Direction.
Take the line that has "Please pick out the dense" in it and every line after it to the end of the entries, and reproduce them exactly.

[Records contained in a dataset]
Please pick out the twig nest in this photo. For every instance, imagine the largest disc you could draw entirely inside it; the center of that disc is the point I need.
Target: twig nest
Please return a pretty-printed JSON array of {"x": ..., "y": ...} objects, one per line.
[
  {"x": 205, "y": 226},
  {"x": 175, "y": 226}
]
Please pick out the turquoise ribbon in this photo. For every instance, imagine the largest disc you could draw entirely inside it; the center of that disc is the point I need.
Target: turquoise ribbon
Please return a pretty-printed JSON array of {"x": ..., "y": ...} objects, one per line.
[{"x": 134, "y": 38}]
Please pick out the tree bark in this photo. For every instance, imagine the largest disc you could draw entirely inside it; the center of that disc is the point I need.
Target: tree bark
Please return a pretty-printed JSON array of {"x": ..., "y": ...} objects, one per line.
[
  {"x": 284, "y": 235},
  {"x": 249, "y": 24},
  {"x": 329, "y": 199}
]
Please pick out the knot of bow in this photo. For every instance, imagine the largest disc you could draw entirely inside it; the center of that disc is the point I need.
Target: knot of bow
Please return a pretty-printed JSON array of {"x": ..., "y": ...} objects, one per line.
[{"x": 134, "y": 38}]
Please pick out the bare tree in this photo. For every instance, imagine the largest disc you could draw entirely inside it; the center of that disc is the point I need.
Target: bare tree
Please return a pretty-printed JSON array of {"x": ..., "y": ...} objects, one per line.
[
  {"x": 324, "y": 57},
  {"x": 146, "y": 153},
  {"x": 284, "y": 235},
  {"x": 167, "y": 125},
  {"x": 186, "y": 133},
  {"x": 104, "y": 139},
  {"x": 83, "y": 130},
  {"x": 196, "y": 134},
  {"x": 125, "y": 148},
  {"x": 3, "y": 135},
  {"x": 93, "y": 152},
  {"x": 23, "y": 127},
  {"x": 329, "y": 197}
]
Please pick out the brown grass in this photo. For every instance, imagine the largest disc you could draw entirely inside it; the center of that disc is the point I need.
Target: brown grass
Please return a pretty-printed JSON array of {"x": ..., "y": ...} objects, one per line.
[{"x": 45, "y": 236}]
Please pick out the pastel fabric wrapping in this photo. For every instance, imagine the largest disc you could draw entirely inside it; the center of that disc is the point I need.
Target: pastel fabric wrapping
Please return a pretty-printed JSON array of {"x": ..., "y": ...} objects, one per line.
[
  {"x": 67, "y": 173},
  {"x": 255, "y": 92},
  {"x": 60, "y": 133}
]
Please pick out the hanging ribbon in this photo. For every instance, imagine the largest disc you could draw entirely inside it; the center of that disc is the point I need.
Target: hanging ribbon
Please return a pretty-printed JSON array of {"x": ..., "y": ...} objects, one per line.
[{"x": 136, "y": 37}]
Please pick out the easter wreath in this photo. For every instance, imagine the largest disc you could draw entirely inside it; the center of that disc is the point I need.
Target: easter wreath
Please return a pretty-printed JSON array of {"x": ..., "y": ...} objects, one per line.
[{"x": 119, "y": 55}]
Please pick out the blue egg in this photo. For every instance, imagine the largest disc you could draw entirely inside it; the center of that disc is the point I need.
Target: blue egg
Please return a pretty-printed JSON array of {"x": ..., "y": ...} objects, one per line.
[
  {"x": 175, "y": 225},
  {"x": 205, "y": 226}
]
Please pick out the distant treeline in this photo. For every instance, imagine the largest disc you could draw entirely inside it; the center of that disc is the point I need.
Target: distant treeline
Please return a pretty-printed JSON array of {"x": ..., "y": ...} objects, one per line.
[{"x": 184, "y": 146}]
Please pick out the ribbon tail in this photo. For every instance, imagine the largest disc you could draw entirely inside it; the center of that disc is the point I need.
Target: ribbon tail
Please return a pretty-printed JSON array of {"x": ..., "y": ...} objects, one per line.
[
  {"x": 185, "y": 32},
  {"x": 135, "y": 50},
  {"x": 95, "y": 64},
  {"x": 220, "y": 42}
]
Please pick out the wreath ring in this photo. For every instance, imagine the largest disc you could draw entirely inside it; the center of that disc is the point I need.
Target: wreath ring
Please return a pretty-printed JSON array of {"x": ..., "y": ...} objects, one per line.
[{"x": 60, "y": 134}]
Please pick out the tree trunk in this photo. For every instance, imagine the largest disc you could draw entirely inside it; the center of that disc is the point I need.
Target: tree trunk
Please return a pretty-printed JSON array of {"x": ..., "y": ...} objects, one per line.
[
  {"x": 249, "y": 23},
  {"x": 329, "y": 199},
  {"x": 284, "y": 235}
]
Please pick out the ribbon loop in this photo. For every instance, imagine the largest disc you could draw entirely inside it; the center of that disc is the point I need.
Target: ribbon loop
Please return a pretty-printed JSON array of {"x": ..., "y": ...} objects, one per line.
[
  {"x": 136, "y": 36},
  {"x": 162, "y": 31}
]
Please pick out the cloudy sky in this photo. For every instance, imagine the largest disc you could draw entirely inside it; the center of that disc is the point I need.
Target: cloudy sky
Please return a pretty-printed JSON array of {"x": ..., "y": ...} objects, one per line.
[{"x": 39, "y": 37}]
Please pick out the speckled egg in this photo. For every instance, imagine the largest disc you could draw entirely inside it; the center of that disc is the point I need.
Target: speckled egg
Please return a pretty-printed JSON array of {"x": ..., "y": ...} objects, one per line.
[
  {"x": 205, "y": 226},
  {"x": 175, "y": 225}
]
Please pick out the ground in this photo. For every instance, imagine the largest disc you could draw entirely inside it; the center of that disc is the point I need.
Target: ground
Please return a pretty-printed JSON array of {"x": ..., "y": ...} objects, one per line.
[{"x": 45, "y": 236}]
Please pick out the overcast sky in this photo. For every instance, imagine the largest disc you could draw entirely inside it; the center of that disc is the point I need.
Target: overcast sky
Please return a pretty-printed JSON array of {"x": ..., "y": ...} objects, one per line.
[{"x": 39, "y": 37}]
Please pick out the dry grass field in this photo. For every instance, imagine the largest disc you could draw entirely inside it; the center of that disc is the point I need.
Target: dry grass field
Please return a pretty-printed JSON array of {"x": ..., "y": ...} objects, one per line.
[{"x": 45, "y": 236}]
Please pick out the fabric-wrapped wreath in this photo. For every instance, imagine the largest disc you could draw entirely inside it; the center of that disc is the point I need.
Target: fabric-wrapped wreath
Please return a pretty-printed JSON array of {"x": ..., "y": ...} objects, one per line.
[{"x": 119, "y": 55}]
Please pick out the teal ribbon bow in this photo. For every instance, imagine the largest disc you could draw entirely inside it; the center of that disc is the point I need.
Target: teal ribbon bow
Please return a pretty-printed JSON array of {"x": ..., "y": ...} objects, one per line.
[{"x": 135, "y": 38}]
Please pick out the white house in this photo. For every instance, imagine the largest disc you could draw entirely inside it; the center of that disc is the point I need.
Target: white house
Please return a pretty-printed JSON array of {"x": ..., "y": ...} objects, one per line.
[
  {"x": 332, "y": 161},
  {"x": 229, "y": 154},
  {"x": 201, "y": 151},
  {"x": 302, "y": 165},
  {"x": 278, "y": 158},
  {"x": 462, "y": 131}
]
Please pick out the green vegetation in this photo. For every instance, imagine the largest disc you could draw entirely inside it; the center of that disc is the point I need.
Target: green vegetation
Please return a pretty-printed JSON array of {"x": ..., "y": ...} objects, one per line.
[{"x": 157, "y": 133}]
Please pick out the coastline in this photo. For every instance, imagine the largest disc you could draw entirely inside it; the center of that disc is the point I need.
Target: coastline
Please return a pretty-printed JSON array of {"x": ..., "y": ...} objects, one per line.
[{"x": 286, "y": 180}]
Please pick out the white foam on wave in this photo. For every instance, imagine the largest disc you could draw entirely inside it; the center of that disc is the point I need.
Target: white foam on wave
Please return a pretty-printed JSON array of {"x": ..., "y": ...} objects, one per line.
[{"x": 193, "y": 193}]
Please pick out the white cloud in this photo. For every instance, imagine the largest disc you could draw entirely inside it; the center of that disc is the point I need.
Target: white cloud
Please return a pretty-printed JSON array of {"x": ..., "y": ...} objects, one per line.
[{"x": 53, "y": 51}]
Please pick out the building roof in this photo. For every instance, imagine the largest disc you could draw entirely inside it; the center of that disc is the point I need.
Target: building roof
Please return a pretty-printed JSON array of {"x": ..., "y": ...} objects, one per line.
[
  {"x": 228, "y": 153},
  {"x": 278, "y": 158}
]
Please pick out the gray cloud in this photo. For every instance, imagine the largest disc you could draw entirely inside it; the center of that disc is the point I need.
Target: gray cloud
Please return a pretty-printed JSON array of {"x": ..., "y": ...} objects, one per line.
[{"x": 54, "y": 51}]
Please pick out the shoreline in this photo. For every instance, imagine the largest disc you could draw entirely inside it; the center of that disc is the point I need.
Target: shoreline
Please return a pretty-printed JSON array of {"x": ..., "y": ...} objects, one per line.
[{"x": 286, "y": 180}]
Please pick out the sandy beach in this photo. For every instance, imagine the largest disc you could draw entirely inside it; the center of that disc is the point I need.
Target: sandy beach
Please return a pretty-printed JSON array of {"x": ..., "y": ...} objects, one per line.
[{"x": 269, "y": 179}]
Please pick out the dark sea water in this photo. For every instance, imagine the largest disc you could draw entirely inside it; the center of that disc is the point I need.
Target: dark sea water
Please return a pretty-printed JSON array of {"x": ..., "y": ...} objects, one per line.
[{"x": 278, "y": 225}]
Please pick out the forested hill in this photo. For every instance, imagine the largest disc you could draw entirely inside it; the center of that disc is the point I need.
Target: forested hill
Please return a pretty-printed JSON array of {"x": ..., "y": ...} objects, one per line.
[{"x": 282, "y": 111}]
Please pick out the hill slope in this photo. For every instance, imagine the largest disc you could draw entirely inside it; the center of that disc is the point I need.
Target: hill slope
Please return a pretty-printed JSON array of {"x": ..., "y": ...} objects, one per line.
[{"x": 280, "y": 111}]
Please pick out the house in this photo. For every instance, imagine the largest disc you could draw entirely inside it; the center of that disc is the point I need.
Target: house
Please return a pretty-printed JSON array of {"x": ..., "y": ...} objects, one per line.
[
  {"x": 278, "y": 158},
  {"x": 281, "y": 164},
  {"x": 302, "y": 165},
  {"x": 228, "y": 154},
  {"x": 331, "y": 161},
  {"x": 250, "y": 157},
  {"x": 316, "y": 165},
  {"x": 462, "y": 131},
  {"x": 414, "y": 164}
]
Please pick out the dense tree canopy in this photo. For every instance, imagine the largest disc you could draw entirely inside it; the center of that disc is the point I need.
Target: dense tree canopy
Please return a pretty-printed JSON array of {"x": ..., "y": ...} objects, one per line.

Answer.
Please pick out the dense tree canopy in this photo. For every instance, imagine the largest disc you could draw entirely inside it; the center of that disc is the point I need.
Target: dense tree canopy
Please return a pretty-printed JSON array of {"x": ..., "y": ...} objects, one per line.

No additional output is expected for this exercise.